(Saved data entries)
□ □ □ □ □ □ □

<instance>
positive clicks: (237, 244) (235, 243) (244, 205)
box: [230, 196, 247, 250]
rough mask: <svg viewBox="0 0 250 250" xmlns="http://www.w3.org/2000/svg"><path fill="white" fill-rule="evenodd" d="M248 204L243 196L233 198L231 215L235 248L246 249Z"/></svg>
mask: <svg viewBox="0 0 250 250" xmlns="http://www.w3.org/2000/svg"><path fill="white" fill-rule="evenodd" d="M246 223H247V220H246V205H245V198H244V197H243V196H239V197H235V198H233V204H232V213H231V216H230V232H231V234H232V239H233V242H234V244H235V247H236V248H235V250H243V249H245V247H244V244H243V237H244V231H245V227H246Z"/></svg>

□ □ □ □ □ □ □

## Your instructions
Please edit the material above so that "rough mask" becomes "coarse mask", leaving every other line untouched.

## Output for this task
<instance>
positive clicks: (237, 244) (235, 243) (244, 205)
box: [230, 196, 247, 250]
coarse mask: <svg viewBox="0 0 250 250" xmlns="http://www.w3.org/2000/svg"><path fill="white" fill-rule="evenodd" d="M248 204L243 196L233 198L231 215L235 248L246 249Z"/></svg>
mask: <svg viewBox="0 0 250 250" xmlns="http://www.w3.org/2000/svg"><path fill="white" fill-rule="evenodd" d="M246 223H247V220H246V205H245V198H244V197H243V196H239V197H235V198H233V204H232V213H231V216H230V232H231V234H232V239H233V242H234V244H235V247H236V248H235V250H243V249H245V247H244V244H243V237H244V231H245V227H246Z"/></svg>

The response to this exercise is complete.